EXERCISE TASK
Find every line in the data below that contains the word "above" and copy each one out. Case counts when matching.

RECORDS SHOWN
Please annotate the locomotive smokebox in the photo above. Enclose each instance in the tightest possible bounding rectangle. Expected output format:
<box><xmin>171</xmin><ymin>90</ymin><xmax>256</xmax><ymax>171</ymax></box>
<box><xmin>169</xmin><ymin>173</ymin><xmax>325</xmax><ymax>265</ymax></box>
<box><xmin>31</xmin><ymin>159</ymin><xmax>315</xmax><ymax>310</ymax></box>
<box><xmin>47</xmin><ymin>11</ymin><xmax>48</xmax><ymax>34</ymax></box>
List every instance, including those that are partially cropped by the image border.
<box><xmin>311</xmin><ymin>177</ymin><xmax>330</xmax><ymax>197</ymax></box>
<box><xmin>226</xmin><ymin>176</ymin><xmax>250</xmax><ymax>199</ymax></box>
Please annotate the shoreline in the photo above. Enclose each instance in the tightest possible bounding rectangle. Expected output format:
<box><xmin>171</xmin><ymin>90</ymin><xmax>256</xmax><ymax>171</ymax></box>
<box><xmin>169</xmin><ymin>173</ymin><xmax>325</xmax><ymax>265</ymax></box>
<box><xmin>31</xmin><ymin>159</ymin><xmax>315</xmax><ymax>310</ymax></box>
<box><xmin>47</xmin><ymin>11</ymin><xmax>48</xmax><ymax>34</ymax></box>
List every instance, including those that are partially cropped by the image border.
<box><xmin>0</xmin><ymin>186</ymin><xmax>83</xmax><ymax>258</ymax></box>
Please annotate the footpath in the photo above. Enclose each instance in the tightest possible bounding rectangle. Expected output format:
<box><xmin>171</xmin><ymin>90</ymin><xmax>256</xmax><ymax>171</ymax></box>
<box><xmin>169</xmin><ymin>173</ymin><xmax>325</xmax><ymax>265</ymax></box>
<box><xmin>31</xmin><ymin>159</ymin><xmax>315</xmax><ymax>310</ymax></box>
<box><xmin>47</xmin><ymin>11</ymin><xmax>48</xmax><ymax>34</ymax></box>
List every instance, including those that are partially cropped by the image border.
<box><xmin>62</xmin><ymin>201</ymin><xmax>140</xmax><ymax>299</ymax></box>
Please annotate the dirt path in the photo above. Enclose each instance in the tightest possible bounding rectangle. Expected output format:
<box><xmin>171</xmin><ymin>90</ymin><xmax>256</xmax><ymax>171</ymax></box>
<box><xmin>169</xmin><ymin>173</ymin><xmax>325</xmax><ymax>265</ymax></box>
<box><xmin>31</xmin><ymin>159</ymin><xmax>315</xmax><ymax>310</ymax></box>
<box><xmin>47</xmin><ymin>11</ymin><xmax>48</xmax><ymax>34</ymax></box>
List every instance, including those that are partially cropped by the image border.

RESULT FOR THIS EXERCISE
Please annotate the locomotive smokebox in the photo above. Enclose each instance in the tightest possible bounding rectangle. Expected output format:
Please annotate the shoreline in the photo above. Enclose each instance in the tightest possible bounding rectangle. Expected output format:
Please annotate the footpath in the photo above. Enclose each instance in the tightest possible bounding rectangle. Expected output format:
Please annotate the dirt path in the photo above. Enclose each instance in the tightest possible bounding rectangle. Expected output format:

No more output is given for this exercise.